● SUPPLIED PASSAGE:
=== Begin Enclosure ===

The Beekman Group
- Industry: Property developers
- Founded: 1970
- Founder: John Beekman & Bram Beekman
- Headquarters: Port Shepstone, KwaZulu-Natal, South Africa
- Key people: John Beekman (CEO), Wayne Beekman (Director), Cindy Allan (Director) and Neville Beekman (Director)
- Number of employees: 1,100 (2021)
- Website: www.beekmangroup.com

= Beekman Group =

South African leisure hospitality provider and property developer

The Beekman Group is a leisure hospitality provider and property developer headquartered in Port Shepstone on the South Coast of KwaZulu-Natal, South Africa. The group is known as a leisure services provider of holiday accommodation and resort management services. It also has a portfolio of property development, including leisure, residential and commercial properties. It started operations in 1970.

The Beekman Group has been the recipient of the Standard Bank KZN Top business award and several PMR.africa excellence awards along with other industry awards won since its inception.

==History==

The Beekman Group (formerly Beekman Brothers Group) was founded by John Beekman and his brother late Bram Beekman in 1970. The group established its first vacation ownership development in 1982 at Banana Beach, which was followed by more Suntide timeshare resorts, including Illovo Sands, Suntide Winkelspruit, Margate Hotel & Cabanas and Qunu Falls. The group then joined The Vacation Ownership Association of South Africa (VOASA). In 1993, Beekman Group launched its first subsidiary, The Holiday Club. The Holiday Club later expanded into Botswana and Zimbabwe.

=== End Enclosure ===

● LISTED RECORDS:
=== Begin Enclosure ===

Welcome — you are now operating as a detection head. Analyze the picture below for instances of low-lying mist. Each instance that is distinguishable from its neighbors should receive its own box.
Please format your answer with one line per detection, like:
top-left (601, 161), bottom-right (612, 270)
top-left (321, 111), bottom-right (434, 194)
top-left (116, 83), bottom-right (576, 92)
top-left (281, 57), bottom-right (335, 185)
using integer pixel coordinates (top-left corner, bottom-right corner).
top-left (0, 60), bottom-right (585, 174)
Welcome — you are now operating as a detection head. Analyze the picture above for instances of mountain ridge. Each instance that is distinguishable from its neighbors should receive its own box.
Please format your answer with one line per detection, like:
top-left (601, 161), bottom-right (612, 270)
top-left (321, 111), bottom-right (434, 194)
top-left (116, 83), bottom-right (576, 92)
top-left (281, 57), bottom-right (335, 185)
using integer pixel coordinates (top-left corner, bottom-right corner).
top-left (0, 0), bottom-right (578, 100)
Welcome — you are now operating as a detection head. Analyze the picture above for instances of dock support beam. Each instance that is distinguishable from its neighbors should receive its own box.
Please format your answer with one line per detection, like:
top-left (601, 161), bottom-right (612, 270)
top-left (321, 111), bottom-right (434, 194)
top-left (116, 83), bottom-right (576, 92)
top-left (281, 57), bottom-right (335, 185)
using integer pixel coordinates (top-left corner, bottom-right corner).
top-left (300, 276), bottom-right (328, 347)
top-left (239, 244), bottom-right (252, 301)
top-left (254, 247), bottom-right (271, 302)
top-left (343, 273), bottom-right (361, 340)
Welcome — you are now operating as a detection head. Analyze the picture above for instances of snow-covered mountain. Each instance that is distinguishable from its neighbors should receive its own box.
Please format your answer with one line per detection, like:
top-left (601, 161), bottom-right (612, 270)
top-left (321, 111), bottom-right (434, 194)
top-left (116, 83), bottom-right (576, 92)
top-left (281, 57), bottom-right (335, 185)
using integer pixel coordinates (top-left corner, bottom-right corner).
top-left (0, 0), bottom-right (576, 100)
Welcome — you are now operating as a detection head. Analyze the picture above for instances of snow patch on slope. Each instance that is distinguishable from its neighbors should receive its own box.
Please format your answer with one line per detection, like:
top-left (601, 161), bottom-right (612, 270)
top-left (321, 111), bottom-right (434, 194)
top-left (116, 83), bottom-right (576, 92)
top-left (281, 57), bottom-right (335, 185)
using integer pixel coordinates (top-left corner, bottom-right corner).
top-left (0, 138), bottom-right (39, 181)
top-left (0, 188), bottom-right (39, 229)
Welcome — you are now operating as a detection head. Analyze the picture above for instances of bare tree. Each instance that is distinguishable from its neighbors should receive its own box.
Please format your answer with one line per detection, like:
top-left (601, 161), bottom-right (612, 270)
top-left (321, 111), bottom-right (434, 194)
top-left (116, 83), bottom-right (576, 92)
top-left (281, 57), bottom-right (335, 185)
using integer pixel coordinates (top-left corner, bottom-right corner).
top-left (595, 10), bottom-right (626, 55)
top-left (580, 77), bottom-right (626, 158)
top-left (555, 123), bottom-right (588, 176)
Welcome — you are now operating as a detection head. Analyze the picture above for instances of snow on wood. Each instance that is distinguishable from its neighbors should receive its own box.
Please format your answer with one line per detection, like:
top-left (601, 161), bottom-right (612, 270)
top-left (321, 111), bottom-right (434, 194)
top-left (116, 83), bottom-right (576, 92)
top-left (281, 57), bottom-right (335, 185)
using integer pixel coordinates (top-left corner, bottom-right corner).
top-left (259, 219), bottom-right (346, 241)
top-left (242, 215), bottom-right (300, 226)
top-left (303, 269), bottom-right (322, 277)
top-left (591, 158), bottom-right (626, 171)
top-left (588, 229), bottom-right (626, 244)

=== End Enclosure ===

● EXERCISE INSTRUCTIONS:
1. In the Beekman Group article, why is the company called both a leisure hospitality provider and a property developer? Answer in one to three sentences.
2. According to the Beekman Group article, in what year did the group launch its first subsidiary, The Holiday Club?
3. Extend the Beekman Group article past its last sentence.
The records have nothing to do with this work.

● ANSWER LIST:
1. The company provides holiday accommodation and resort management services. It also has a portfolio of property development that includes leisure, residential and commercial properties.

2. 1993.

3.
Since 2002, the group began acquiring commercial and residential properties, and expanding its asset management portfolio.

==Overview==

The Beekman Group has several operations and investment divisions that cover residential, commercial and leisure sectors. Its leisure operations include holiday homes, vacation ownership and leisure services. These leisure operations have subsidiaries including Vacation Management Services, iExchange, Beekman Managed Portfolio, Beekman Lifestyle Portfolio, Private Residence Collection, Body Bliss Day Spa and Beekman Holidays (Previously Anytime Holidays).

The Beekman Group has received several awards and recognitions including the RCI Developer of the Year award 5 times between 1998 and 2007, with the founders inducted in the RCI Hall of Fame in 2007. The group has also won the Standard Bank KZN Top Business Award twice, and the PMR.africa excellence awards in 2016, 2018 and 2021. The Beekman Managed Portfolio has been awarded the World Travel Awards as Africa’s Leading Travel Club three times.